● ACTIVITY:
Copy all the data exactly, except the pictures.

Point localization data

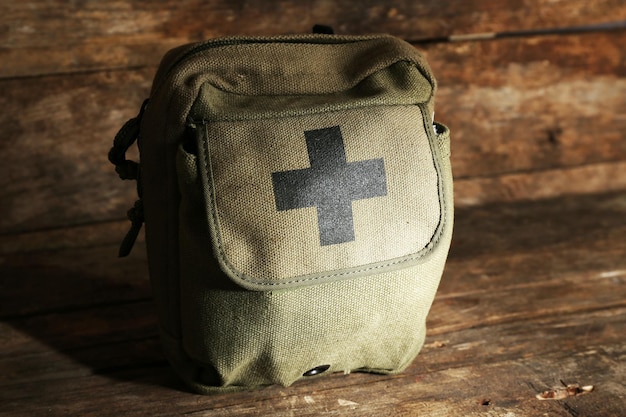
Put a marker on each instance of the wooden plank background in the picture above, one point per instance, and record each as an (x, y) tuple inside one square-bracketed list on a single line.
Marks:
[(531, 116), (537, 298)]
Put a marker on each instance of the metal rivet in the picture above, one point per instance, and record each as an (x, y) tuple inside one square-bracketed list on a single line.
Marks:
[(317, 370)]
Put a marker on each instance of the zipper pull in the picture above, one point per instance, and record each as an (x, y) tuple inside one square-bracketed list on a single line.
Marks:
[(129, 170), (135, 215)]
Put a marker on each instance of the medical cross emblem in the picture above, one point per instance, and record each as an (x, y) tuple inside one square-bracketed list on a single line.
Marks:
[(331, 184)]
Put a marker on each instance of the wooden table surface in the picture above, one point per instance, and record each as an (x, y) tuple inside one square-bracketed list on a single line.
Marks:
[(533, 294)]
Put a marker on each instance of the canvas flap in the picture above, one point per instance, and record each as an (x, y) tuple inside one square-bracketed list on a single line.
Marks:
[(309, 188)]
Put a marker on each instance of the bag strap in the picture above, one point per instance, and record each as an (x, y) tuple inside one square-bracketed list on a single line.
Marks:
[(129, 170)]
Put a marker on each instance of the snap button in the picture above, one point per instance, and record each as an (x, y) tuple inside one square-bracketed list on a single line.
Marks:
[(317, 370)]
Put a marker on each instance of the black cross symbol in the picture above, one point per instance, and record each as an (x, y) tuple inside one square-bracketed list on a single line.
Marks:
[(330, 184)]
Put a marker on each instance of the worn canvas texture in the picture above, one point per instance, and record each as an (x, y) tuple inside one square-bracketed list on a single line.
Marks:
[(298, 207)]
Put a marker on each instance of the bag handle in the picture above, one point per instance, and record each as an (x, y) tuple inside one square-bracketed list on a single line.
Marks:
[(129, 170)]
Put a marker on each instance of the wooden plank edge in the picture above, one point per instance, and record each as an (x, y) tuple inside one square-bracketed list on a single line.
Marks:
[(538, 185)]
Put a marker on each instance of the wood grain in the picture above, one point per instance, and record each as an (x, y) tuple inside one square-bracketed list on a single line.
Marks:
[(43, 37), (533, 292), (530, 118)]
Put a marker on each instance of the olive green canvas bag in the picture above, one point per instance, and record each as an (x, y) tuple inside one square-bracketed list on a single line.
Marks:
[(297, 199)]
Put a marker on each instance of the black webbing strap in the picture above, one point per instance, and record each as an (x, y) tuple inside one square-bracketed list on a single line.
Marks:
[(129, 170)]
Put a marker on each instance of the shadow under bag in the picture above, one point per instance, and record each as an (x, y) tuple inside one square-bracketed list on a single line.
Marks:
[(297, 198)]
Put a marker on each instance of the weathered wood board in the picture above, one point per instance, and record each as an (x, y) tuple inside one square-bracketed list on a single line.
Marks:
[(533, 293), (530, 118), (44, 37)]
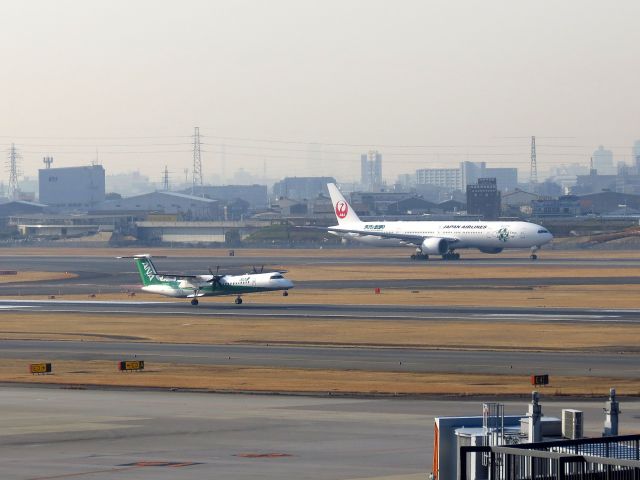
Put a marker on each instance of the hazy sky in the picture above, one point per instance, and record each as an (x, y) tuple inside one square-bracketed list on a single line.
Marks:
[(426, 83)]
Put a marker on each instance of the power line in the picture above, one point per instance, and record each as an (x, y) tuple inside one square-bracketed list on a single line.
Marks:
[(12, 166), (197, 161)]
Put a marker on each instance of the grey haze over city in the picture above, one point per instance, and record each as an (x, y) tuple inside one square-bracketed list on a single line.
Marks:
[(290, 88)]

● TASK RESULT:
Put a marker on each instance of the wooden plank background in the picture above, one point per instance, and record each as an (x, y) tuple inside one square-bracketed list on a single line.
Marks:
[(531, 116), (537, 298)]
Put a marker on each instance of the metal rivet in the picture above, one point per instance, and record each as an (x, y) tuple inside one square-bracketed list on a single line.
Marks:
[(317, 370)]
Put a marker on each instance of the zipper pull in the picture above, one point per instance, and record each as an (x, y) tuple inside one square-bracketed list on a single line.
Marks:
[(129, 170), (135, 215)]
Put a marker on each instance of the medical cross emblem in the picture above, one point per instance, and record each as an (x, y) tuple inside one square-bracketed list on a single line.
Marks:
[(331, 184)]
Put a marker on each instance of the wooden table surface in the picture above, one point per instance, and record each as an (x, y) tuple inside one square-bracketed list on a single line.
Marks:
[(533, 294)]
Put a marker on each instance of the canvas flap in the picture above, one point per instance, and record each as an (x, y) tuple inside one square-bracketed list on a single line.
Marks:
[(309, 188)]
Put a marker on each instance of the bag strap in the picture above, one point per instance, and record each as an (x, y) tuple inside one square-bracketed list on a single line.
Marks:
[(129, 170)]
Put a marker on each instance of the snap button in the picture above, one point per instance, and record each as an (x, y) tuple inside one square-bracketed list on a single line.
Marks:
[(317, 370)]
Put a marker on each instance of the black cross symbol in the picture above, one point per instance, and record each as an (x, y) tuple inside one square-bracketed list on a single line.
Marks:
[(330, 184)]
Put a marker on each instance of the worn canvas texture in the picture above, one point per instance, and record each as an (x, y) tuple inside one square-bracketed list on a single line.
Marks:
[(298, 207)]
Put a marker on each instance of the bag handle in the picture above, one point per instance, and record each as an (x, y) tuple inside one square-bracketed list on a single line.
Marks:
[(129, 170)]
Put a marker on each instance of the wooden plank edge in the picture above, one point per instance, and record each as an (x, y) tuple inside one square-bracketed list on a single line.
Marks:
[(538, 185)]
Put a marker on each instance of the wood grain in the picture above, one point per instance, and record each as an (x, y) tuple inside one square-bracketed list on a single line.
Marks:
[(43, 37), (533, 292), (530, 118)]
Put a marker on each instance of the olive green canvas bag in the picture above, one point per instance, and record each as an (x, y) tuple inside one square-bracketed list on a single line.
Marks:
[(297, 199)]
Put a marker on each instance of the black webbing strap in the picture above, one point per instance, and record each as an (x, y) tuple inside one square-bracketed list on a single line.
Marks:
[(129, 170)]
Put a marker on each instance of the shadow under bag in the picture above, one point per instance, and record each as an (x, y) tuple inside one square-bracketed list on a single line.
Marks:
[(297, 198)]
Put a marker on each instance of the weathered wood board in the picture above, one point per instance, and record each as an (x, y) tuple inside one square-bracketed list on a single line.
Marks:
[(533, 293), (530, 118), (44, 37)]
Put a marker on each instance of the hazy sky in the picture above, one point per instance, and record each as an (x, y) tuple inside one square-bracketed list on a single line.
Marks:
[(426, 83)]
Put a marker on each instance of the power line in the picture above, one point per instance, and record each as an (x, y) tuple inside one square-bracketed list on a single line.
Marks:
[(12, 166), (197, 161)]
Put a marker on each instance of the grey haze over city in the picture above, one point per instance, and record each as an (x, y) tuple inside one square-bracketed list on a single line.
Marks:
[(290, 88)]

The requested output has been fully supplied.